[What you are asked to do] Go through the following data and transcribe exactly the stretch of lines from the one holding "In each <instance>" to the one holding "positive clicks: (651, 509)", both included.

Stored data entries
━━━━

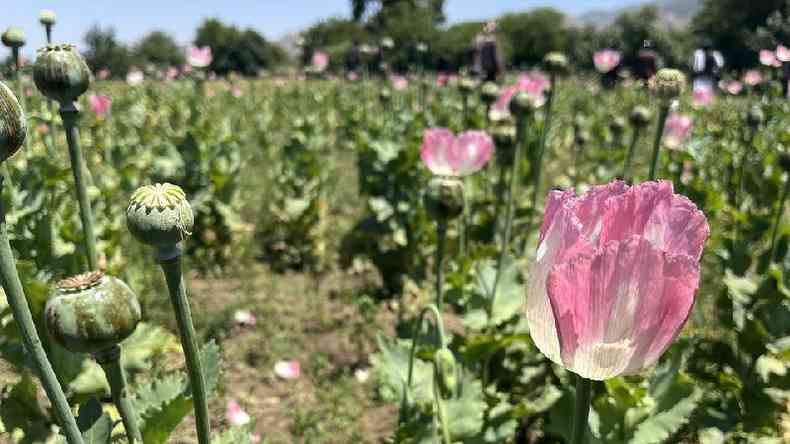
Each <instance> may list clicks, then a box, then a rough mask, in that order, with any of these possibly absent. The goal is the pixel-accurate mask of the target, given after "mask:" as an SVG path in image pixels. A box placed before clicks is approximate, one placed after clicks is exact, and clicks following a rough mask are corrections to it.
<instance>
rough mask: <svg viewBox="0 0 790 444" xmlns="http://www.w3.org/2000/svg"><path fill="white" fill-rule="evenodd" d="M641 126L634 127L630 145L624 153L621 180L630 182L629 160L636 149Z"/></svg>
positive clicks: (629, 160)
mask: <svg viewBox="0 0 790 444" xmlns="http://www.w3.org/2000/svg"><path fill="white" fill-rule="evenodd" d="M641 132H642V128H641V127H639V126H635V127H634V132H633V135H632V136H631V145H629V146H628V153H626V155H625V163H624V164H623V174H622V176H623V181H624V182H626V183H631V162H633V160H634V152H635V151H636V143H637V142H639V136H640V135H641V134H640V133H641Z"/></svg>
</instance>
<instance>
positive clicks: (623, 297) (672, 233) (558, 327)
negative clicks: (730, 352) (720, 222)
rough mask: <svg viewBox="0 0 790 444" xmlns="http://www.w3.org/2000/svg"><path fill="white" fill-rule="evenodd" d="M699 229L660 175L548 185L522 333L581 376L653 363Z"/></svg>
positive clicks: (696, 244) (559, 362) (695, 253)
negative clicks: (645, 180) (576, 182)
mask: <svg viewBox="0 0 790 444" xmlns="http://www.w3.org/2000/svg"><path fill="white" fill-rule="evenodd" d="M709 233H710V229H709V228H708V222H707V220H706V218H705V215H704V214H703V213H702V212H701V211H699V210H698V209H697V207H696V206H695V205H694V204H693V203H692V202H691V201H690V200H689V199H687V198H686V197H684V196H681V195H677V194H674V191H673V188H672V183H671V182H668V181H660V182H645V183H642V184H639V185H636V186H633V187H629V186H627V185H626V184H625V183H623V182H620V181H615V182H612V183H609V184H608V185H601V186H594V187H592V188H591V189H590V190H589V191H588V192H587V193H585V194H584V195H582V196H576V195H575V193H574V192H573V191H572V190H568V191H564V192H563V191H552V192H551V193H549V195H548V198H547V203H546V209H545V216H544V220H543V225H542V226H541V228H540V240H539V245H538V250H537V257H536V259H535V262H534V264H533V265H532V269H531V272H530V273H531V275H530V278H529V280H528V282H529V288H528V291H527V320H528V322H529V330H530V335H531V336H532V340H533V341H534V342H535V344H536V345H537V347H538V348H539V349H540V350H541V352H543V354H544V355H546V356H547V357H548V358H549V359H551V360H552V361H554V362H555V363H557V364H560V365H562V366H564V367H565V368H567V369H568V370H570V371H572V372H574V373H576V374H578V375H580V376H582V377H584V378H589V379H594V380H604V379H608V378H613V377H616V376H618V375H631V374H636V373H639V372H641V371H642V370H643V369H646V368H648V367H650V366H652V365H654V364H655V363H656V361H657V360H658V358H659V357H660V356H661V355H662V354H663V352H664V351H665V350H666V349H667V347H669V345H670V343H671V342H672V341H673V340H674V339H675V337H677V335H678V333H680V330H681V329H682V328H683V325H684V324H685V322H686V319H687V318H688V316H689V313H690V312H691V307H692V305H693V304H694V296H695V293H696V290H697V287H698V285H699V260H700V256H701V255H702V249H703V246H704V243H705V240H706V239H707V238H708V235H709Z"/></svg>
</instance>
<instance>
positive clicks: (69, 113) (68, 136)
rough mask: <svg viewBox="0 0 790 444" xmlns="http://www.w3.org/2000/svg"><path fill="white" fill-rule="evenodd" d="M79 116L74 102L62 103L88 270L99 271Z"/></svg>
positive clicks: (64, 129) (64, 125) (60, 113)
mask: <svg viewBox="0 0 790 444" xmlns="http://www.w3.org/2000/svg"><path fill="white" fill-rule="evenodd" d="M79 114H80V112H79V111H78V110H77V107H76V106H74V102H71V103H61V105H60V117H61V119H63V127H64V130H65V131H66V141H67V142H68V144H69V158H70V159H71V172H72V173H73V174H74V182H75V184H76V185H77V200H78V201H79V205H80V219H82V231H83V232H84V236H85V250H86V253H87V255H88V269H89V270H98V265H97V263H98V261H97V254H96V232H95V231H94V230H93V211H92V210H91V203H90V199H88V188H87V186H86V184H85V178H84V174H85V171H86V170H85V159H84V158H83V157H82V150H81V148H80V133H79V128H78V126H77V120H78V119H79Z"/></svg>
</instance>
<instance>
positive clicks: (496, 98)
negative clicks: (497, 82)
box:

━━━━

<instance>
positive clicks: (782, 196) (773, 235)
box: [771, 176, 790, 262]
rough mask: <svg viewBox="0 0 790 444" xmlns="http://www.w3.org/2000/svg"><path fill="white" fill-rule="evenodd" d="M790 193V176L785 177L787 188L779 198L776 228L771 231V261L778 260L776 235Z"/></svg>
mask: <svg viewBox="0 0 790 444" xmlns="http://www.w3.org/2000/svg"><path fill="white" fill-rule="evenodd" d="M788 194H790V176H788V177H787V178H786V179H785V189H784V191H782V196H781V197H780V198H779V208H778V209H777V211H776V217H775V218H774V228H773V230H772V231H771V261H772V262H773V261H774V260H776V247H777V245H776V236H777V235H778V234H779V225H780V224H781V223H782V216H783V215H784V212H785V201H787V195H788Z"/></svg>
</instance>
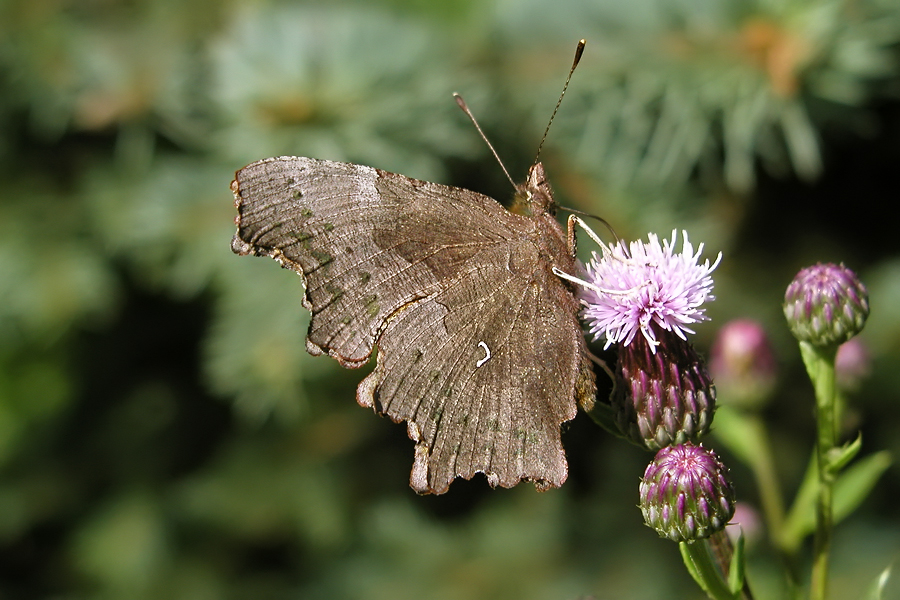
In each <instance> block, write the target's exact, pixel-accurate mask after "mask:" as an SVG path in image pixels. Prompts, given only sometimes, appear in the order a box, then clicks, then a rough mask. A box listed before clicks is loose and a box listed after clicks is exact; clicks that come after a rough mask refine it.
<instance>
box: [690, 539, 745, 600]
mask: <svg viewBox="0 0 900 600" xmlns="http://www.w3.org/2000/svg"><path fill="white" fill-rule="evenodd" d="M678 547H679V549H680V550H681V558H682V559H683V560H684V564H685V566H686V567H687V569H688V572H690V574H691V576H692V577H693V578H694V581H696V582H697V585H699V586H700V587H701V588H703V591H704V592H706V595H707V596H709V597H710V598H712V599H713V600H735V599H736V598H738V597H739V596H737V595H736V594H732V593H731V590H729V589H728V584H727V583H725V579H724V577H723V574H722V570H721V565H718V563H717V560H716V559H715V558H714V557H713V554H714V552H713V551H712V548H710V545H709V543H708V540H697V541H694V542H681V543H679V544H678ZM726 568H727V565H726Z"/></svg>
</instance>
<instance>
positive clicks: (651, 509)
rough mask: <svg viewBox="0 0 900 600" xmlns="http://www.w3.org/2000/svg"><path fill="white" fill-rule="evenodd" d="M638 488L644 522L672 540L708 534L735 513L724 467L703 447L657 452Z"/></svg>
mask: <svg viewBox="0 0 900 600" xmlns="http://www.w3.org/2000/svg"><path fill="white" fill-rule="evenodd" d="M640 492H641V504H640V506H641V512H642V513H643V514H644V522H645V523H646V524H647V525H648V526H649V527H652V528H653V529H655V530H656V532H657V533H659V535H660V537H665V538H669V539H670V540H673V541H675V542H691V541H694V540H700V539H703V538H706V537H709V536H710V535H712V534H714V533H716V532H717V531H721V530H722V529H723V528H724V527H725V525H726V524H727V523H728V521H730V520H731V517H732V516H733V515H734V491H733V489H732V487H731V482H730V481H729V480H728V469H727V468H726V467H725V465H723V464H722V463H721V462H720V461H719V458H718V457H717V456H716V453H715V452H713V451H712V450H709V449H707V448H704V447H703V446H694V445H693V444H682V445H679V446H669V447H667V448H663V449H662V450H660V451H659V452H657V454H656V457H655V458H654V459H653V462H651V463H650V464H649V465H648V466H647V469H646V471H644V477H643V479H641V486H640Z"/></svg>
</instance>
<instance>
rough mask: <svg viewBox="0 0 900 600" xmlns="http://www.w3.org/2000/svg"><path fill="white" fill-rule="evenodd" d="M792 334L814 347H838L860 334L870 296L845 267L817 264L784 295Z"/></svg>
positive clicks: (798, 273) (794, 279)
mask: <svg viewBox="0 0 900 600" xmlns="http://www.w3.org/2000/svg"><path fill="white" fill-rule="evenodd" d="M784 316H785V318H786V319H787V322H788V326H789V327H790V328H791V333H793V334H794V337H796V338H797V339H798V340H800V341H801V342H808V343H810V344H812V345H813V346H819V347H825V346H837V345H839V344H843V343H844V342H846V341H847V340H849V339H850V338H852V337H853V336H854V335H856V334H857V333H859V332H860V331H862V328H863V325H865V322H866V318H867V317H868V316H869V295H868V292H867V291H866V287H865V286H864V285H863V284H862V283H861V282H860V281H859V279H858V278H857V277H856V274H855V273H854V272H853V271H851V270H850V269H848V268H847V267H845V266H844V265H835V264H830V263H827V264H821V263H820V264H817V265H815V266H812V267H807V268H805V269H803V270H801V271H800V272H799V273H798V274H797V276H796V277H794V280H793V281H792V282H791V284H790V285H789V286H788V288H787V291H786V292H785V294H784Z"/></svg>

━━━━

[Expected answer]
In each <instance> block, write the target's exact, pixel-accurate mask after "mask:" as an SVG path in image pixels. Prompts, given only sometimes, appear in the order a box, then clicks, then a rough mask. A box listed before clicks is loose and a box listed after clicks is exact; clicks that come after a rough mask refine it.
<instance>
box: [690, 539, 745, 600]
mask: <svg viewBox="0 0 900 600" xmlns="http://www.w3.org/2000/svg"><path fill="white" fill-rule="evenodd" d="M678 547H679V549H680V550H681V558H682V559H683V560H684V564H685V566H686V567H687V569H688V572H690V574H691V576H692V577H693V578H694V581H696V582H697V585H699V586H700V587H701V588H703V591H704V592H706V595H707V596H709V597H710V598H712V599H713V600H735V599H736V598H738V597H739V596H737V595H736V594H732V593H731V590H729V589H728V584H727V583H725V579H724V577H723V574H722V570H721V565H718V563H717V560H716V559H715V558H714V557H713V554H714V552H713V551H712V548H710V545H709V543H708V540H697V541H694V542H681V543H679V544H678ZM726 568H727V565H726Z"/></svg>
</instance>
<instance>
positive clicks: (651, 509)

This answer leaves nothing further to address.